TASK A - In the excerpt about Germans living in Tel Aviv, where did Metro meet with Thore Schröder?
TASK B - Rewrite the part of the listing that opens with the line containing "The component shall point out each instance of the overcast" and closes with the line containing "point(555, 31)" as a two-column CSV with the headers request and answer. Give one row per request, put each field in quotes, and turn line breaks into spaces.

EXCERPT TO READ -
────────────────────────────────────────

A similar sentiment was made by Thore Schröder, a journalist studying in ulpan who has returned many times to Tel Aviv since being introduced to Israel by an Israeli friend of a friend. Metro met with him at a café on Pinsker Street.
“A society that had to absorb people from all corners of the world works, and in spite of the difficulties and dangers it always faces, it works well. That’s what I would call the Israeli miracle,” he said.
“That never ceases to amaze me.”
German-Israeli marriages have brought both Schröder and Eva’s friends to Tel Aviv for weddings, some of whom also fell in love with the city and kept coming back. But Schröder and Eva said that reactions back home to their decision were mixed, from those who “understood” to those concerned about the periodic wars and violence in Israel.
There are more practical reasons why more Israelis flock to Berlin than vice versa.
Papushado’s husband has a European passport thanks to his German roots; his grandfather fled Germany in 1933. The option of dual citizenship among Jews with German roots makes it easier for Israelis to live and work in Germany, while Germans are subject to Israel’s strict visa laws (which some of the interviewees complained about; they’d love to stay here indefinitely).
But for the Berliners who chose to live here, the attraction – the love – is multi-layered, and it persists through the notorious daily frustrations that have triggered the opposite migration: the high cost of living relative to the Israeli salary, the long work hours and the political turmoil. As for the mentality, Israeli chutzpah is actually a draw, as Berliners share that directness and assertiveness.
“It’s not so much that we want to get away from something – apart from the winter probably – but we’re actually drawn to something,” Schröder said.
He understands why Israelis might leave due to the high cost of living, offering the “beer index” by way of comparison.
In Tel Aviv, beer alone is double the price.
All agreed that day to day living is more expensive. Papushado and Homburger put groceries at about double the cost. For Homburger, rent and going out is double, Papushado puts rent at 50 percent more.
“Friends from Germany who came to visit – and they have good paid jobs in Germany – were surprised how expensive the simple living costs are, meaning bread, milk, water and so on,” Papushado said.
For now, Homburger supplements her work as a nanny with her savings.
“It bothers me mostly when I want to meet with friends outside,” Homburger said. “In Berlin I’ll meet friends for a coffee in the afternoon or a drink at night almost every day. Here, I can’t afford to do that sadly, at least not as often.”
But this doesn’t want to make her go back. “I still hope I’ll earn a little more once I get a job as a dancer so I’ll also be able to afford more coffee,” she joked.
Rarely was Germany’s turbulent history with the Jewish people – including its better days when Jewish life thrived in Germany – initially cited as a reason for the draw.
“It’s one of the layers,” said Schröder, who participated in a German-Israeli exchange program for journalists before deciding to leave his full-time job at a newspaper in Berlin to live here.
“It makes the relationship interesting, maybe subconsciously. It’s not like I come here because I want to make up for the mistakes of my forefathers. It’s something I discussed with a German woman who’s been here for decades.

────────────────────────────────────────

MATERIAL SUPPLIED -
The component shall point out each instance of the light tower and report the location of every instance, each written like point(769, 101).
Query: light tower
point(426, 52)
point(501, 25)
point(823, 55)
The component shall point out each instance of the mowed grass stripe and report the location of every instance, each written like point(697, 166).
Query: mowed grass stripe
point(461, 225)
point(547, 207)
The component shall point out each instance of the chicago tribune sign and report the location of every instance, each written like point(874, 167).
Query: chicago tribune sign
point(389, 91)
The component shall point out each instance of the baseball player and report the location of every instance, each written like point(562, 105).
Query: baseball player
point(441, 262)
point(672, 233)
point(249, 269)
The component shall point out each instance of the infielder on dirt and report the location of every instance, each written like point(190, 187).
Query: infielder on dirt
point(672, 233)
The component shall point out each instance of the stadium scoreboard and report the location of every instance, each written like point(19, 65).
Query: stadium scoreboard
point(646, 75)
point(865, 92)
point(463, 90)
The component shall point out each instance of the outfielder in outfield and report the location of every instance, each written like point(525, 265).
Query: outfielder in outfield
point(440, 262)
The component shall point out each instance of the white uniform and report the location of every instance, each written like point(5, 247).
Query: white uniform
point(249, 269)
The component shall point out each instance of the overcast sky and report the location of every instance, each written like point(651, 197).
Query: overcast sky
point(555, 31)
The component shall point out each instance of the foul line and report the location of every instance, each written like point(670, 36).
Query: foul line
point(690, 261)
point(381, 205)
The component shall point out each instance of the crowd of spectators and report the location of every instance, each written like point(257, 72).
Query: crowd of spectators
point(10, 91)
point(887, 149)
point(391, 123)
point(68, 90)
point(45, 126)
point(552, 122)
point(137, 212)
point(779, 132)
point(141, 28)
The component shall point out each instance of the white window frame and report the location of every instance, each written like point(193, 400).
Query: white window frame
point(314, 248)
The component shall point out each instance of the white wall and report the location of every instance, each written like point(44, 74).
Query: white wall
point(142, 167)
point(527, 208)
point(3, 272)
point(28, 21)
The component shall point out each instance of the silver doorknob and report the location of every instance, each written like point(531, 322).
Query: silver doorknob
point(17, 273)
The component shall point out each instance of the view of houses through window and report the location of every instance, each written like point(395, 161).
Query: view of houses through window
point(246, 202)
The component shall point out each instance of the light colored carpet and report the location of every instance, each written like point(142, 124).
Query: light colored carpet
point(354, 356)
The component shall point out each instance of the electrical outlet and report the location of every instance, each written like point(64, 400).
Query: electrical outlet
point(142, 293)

────────────────────────────────────────

COMPLETE ANSWER A - At a café on Pinsker Street.

COMPLETE ANSWER B -
request,answer
"The component shall point out each instance of the overcast sky and report the location of every instance, each written like point(651, 197). Query: overcast sky","point(555, 31)"